→ **TASK LIST**:
1. From the text about Ponmanai, list the kinds of cultural and literary events that Snehalatha Arts has organized since its establishment.
2. Continue the text about Ponmanai, starting after its final sentence.

→ **TEXT SECTION**:
- Interactive map of Ponmanai
- Country: India
- State: Tamil Nadu
- District: Kanniyakumari

Population (2001)
- • Total: 13,553

Languages
- • Official: Tamil
- Time zone: UTC+5:30 (IST)

= Ponmanai =

Ponmanai is a panchayat town in Kanniyakumari district in the Indian state of Tamil Nadu. Snehalatha arts club, one of the oldest of club in Kanyakumari ( started in 1975 ) named after Actress Snehalatha reddy is still doing many social services. Gramasabha is also an old organization. Writer and Social Activist Ponmanai Valsakumar born at this place.

==Demographics==
As of 2001 India census, Ponmanai had a population of 13,553. Males constitute 50% of the population and females 50%. Ponmanai has an average literacy rate of 76%, higher than the national average of 59.5%: male literacy is 78%, and female literacy is 74%. In Ponmanai, 10% of the population is under 6 years of age. Thimbileshwarar Temple(5th shivalaya), a Hindu Temple dedicated to Lord Shiva is located here. Chaakku Swami temple (Ponmanai to Valiyatumugam road) (5th to 6th Shivalaya route) is also located here.

== Snehalatha Arts (Ponmanai) ==
Snehalatha Arts is a cultural and social organization based in Ponmanai, a village in Kanyakumari district, Tamil Nadu, India. Established in the mid-1970s, the organization is known for organizing an annual Thiruvonam (Onam) festival and conducting cultural, educational, and community welfare activities.

Ponmanai, formerly part of the erstwhile Kingdom of Travancore, has a long tradition of celebrating the Thiruvonam festival. While the festival is observed separately by different parts of the village, a common celebration at the village junction has been organized for more than five decades.

Snehalatha Arts was founded by a group of progressive young people from Ponmanai, many of whom were influenced by left-wing ideals, during the period of the Indian Emergency (1975–1977). The organization was named in honor of Snehalatha Reddy, an Indian film and theatre actress, social activist, and political detainee who was imprisoned during the Emergency.

Before Snehalatha Reddy's death in January 1977, the founders launched a handwritten monthly magazine in her name to commemorate her legacy. This initiative later evolved into Snehalatha Arts, which has continued its activities under successive generations of volunteers.

=== Activities ===
Since its establishment, Snehalatha Arts has organized a wide range of cultural and literary events, including stage plays, modern Villisai (bow-song folk performances), storytelling sessions, quizzes, and public lectures. The organization has also invited renowned theatre troupes from Kerala and prominent speakers to participate in its annual celebrations.

→ **RECORD SET**:
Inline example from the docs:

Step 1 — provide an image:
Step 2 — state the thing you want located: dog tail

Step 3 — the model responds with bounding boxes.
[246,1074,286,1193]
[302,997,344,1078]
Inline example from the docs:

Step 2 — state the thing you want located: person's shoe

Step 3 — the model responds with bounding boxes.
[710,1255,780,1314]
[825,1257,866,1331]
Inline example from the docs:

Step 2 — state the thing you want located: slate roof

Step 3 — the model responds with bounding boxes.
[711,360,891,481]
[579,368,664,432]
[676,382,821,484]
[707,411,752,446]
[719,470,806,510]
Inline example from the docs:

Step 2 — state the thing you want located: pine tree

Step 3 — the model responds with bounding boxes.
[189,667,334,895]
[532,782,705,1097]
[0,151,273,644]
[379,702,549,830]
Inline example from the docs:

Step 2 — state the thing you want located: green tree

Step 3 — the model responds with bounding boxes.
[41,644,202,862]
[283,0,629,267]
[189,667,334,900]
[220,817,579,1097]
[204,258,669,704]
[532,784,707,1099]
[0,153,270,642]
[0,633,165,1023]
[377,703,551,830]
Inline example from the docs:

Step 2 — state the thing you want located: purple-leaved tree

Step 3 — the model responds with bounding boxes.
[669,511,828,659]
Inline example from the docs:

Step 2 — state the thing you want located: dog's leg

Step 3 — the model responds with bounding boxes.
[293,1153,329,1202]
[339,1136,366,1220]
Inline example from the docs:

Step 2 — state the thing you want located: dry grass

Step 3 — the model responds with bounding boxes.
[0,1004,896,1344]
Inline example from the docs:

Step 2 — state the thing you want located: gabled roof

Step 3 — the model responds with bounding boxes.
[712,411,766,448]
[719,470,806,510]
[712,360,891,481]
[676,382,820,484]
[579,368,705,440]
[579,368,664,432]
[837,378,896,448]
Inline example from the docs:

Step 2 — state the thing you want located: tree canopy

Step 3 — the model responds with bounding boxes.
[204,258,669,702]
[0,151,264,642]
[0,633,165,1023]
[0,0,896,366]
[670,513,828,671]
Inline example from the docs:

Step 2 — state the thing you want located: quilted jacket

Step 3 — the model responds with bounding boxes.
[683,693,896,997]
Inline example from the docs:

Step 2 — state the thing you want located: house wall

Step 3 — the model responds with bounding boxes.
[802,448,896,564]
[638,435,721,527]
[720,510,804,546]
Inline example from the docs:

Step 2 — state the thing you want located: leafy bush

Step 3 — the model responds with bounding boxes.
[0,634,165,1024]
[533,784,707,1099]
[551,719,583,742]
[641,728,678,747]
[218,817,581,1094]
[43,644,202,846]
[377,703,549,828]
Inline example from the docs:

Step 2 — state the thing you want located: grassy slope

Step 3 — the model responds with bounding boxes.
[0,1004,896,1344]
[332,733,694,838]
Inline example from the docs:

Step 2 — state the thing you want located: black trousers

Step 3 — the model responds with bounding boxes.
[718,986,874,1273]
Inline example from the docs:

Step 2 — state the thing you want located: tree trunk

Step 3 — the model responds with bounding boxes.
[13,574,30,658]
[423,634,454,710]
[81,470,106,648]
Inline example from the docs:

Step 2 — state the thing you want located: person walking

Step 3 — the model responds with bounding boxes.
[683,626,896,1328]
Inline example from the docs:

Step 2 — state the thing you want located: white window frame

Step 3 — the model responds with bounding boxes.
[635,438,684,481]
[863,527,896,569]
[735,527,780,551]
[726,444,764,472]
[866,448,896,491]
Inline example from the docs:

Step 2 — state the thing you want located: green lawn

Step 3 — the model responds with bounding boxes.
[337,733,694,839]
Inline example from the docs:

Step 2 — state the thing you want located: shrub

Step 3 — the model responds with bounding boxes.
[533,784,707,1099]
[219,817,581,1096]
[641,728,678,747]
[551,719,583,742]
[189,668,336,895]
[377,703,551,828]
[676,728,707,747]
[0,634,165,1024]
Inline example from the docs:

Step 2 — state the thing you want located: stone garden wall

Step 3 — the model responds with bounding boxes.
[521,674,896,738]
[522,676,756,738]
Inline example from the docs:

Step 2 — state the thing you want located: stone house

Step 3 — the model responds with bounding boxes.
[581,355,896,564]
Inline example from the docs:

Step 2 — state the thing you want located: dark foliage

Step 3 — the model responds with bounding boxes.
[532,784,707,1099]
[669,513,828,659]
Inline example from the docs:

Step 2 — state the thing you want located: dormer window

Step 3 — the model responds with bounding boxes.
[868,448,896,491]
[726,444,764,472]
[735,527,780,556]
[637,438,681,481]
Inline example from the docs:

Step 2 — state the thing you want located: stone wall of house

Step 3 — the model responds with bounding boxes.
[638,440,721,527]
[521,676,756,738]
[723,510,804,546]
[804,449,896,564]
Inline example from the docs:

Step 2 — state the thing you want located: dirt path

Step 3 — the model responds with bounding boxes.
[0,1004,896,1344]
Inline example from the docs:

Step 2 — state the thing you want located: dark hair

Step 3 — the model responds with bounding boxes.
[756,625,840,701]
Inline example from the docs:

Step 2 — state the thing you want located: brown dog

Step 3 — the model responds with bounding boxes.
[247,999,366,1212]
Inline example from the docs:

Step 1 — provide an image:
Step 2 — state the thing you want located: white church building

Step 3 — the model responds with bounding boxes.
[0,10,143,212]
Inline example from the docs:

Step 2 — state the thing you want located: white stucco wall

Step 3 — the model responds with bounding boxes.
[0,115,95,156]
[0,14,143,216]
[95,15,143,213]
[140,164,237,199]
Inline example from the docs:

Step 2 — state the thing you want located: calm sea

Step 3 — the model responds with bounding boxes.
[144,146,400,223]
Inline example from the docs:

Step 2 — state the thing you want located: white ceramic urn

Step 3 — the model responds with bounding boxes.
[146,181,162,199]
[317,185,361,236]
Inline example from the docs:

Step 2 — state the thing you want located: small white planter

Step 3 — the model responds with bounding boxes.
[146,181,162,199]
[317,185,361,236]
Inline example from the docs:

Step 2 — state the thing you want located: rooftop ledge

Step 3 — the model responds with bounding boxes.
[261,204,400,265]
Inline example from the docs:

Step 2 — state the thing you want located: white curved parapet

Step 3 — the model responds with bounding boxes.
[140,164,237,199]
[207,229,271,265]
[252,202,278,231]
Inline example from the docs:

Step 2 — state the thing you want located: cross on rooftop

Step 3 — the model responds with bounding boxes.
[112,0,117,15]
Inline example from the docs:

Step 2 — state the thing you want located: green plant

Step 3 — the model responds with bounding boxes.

→ **OUTPUTS BY TASK**:
1.
- Stage plays
- Modern Villisai (bow-song folk performances)
- Storytelling sessions
- Quizzes
- Public lectures

2.
The organization's activities are primarily supported through public donations from residents and former villagers, reflecting community trust in its social and cultural initiatives.

=== Annual Thiruvonam Festival ===

The festival included:

- A free medical camp with consultations and distribution of medicines.

- Sports competitions for children, women, and adults.

- Literary and cultural competitions for school students.

- Traditional lamp-lighting ceremonies.

- A community Onam feast open to people of all religions and castes.

- An annual quiz competition, regarded as one of the organization's signature events.

- A public pledge promoting a drug-free society under the theme "Drug-Free Ponmanai."

- Dance competitions and prize distribution ceremonies.

=== Community Welfare ===
In addition to cultural activities, Snehalatha Arts undertakes several welfare initiatives during the festival, including:

- Financial assistance for economically disadvantaged patients requiring medical treatment.

- Distribution of school bags and educational materials to underprivileged students.

- Educational support for students facing financial hardship.

- Distribution of Onam sarees to sanitation workers and economically disadvantaged women.

- Recognition and awards for students with outstanding academic achievements.

- Prizes for participants and winners of sports, cultural, and literary competitions.

=== Community Participation ===
The annual festival is supported by volunteers from Ponmanai, including many who live and work outside the village and return each year to contribute their time and resources. Their participation has helped sustain the festival as an important community event, promoting cultural heritage, social service, and communal harmony in Ponmanai.